--- SUPPLIED DATA ---

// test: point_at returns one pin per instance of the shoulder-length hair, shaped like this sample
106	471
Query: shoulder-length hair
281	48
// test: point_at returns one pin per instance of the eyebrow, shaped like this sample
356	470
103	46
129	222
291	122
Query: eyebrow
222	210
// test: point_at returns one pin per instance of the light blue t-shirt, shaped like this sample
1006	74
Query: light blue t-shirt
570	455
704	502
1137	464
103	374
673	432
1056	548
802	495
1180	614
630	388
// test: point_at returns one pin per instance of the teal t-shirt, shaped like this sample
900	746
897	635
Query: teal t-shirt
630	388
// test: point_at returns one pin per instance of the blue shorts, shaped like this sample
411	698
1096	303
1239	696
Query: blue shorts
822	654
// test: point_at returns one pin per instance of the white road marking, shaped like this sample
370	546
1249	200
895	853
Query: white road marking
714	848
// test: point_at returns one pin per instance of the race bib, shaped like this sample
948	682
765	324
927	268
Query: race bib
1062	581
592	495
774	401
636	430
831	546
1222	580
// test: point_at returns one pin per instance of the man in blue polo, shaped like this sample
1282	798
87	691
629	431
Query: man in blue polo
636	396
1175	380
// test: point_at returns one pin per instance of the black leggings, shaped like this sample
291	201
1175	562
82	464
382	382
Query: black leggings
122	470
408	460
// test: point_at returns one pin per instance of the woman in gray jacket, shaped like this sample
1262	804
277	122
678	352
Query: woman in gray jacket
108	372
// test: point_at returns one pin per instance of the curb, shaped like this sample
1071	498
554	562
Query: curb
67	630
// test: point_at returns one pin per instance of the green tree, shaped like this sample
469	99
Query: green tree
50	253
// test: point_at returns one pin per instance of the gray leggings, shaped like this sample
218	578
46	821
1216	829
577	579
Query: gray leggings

---

**TASK:** Everything from the line containing "teal t-shirt, shaped like this sample" to the end of the data above should be quoted exactly, please, both ends included, and nothing outside that span.

**EXPECTED OUTPUT:**
// test: point_at returns one pin per instance of the teal t-shirt, shaped like this sample
900	746
897	635
Query: teal t-shirt
630	388
// test: point_at returns one pin per instance of the blue shorts, shaped like this sample
411	698
1096	303
1239	696
Query: blue shorts
822	654
// test: point_at returns one pin per instance of the white road marking, shaped like this sample
370	546
1249	200
895	853
Query: white road marking
714	848
// test: point_at returns one pin per instance of the race bib, shaped like this sample
948	682
765	324
927	268
Query: race bib
1062	581
592	495
774	401
636	430
831	546
1222	580
// test: point_at returns one pin per instance of the man in blue polo, shaped like this sample
1282	798
87	691
629	431
Query: man in blue polo
636	396
1175	380
// test: point_at returns one pin per instance of the black leggings, shaped like this sample
291	201
1175	562
82	464
382	382
Query: black leggings
122	470
408	460
// test: point_at returns one pin per instance of the woman in gray jacket, shaped like this sample
1262	804
277	122
678	352
Query: woman in gray jacket
108	372
// test: point_at returns one pin per instance of the curb, shaped like this sample
1071	498
554	562
Query: curb
67	630
// test: point_at returns one pin per instance of the green tree, shaped like this sample
469	99
Query: green tree
50	253
// test: point_at returns one pin per instance of the gray leggings, shaped like this sample
218	578
46	821
1216	829
577	579
Query: gray leggings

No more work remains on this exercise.